PROBLEM TO SOLVE: Although the listing contains pictures, reproduce only its text, exactly as written.

ENTRIES SHOWN:
++++
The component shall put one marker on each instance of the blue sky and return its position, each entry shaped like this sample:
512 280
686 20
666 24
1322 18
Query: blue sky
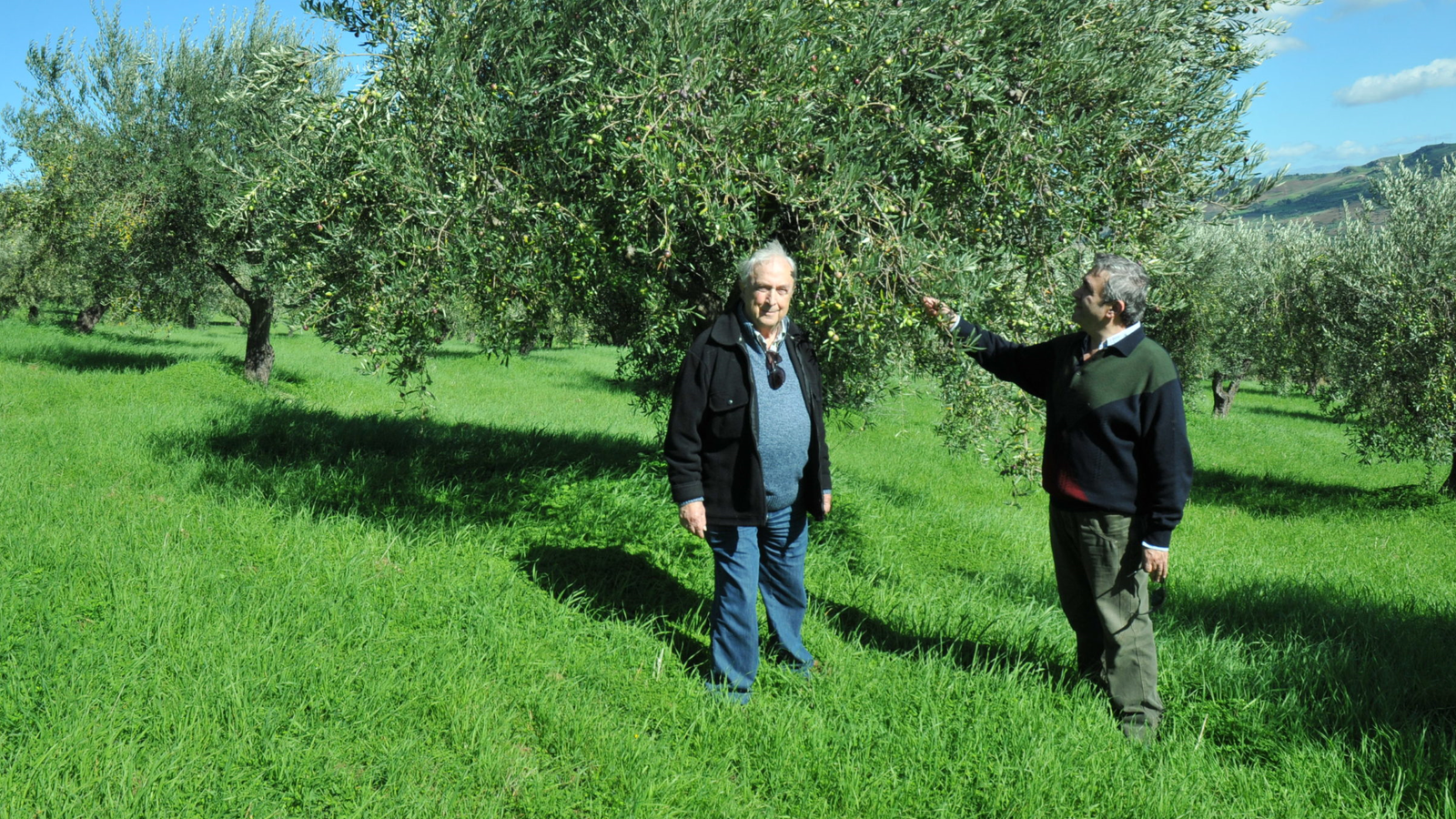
++++
FINAL ANSWER:
The component shall put one marker on each instance of the blue sky and return its position, each entry shaped like this sample:
512 280
686 20
666 24
1322 18
Query: blue sky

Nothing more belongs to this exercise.